__DOCUMENT PASSAGE__:
Center of National Resistance of Ukraine (Ukrainian: Центр національного спротиву) was created March 2022, with the beginning of the full-scale aggression of the Russian Federation against Ukraine, the under the Special Operations Forces of the Armed Forces of Ukraine.

The aim of creating the Center is to teach the civilian population of Ukraine methods of non-violent resistance to the enemy. At the beginning of its activity, the Center focused its efforts mostly on the temporarily occupied territories of Ukraine.

The Center operates within the framework of "On the Foundations of National Resistance" law, which was adopted on July 16, 2021, by Ukrainian parliament and entered into force on January 1, 2022.

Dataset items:
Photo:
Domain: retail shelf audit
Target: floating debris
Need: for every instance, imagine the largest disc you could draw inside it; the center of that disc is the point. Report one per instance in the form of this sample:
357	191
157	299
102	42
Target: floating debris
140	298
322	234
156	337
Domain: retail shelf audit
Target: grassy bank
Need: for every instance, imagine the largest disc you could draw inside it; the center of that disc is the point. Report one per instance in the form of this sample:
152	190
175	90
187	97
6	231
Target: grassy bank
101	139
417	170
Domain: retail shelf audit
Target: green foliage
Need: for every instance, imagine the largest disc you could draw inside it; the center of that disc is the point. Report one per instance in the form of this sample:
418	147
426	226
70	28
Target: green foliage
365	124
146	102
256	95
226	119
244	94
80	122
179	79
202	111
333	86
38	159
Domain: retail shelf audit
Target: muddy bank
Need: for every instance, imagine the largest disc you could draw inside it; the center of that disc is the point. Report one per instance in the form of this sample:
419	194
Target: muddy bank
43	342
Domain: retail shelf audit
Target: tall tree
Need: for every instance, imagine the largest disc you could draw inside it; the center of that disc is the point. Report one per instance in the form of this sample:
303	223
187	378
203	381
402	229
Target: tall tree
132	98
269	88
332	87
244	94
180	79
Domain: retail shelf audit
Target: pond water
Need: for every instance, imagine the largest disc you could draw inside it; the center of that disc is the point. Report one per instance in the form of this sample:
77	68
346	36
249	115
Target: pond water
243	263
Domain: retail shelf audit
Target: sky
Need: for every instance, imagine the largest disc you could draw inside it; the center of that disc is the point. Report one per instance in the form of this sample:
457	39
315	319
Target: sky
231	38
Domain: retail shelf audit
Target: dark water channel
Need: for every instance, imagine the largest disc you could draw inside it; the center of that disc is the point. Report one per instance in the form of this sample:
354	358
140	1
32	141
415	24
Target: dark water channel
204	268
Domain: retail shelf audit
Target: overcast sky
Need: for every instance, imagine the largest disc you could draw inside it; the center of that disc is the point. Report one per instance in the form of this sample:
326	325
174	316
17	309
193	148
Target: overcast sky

__WHAT THIS EXERCISE ASKS__:
• a. According to the Center of National Resistance passage, on what date did the Ukrainian parliament adopt the law "On the Foundations of National Resistance"?
• b. Echo the Center of National Resistance passage from "The Center operates" up to and including "January 1, 2022.".
• c. Proceed with the Center of National Resistance passage, carrying it on from the point at which it stops.

__RESULTS FOR THE EXERCISE__:
• a. July 16, 2021

• b.
The Center operates within the framework of "On the Foundations of National Resistance" law, which was adopted on July 16, 2021, by Ukrainian parliament and entered into force on January 1, 2022.

• c.
The website contains manuals with recommendations on various forms of resistance against the occupiers - both with weapons and non-violent forms. In addition, there is a number of educational materials on tactical medicine, cyber security, tactics, intelligence, etc. The Center systematically reports news from the temporarily occupied territories in various Ukrainian media and maintains contact with the population living there.

The center has its own channel on YouTube, where news and video instructions for guerilla fighters are published.

On July 20, 2022, the National Resistance Center published information about Russian soldiers from the 83rd Guards Air Assault Brigade (military unit 71289, garrison - the city of Ussuriysk, Primorsky Krai), who committed war crimes in the city of Bucha near Kyiv.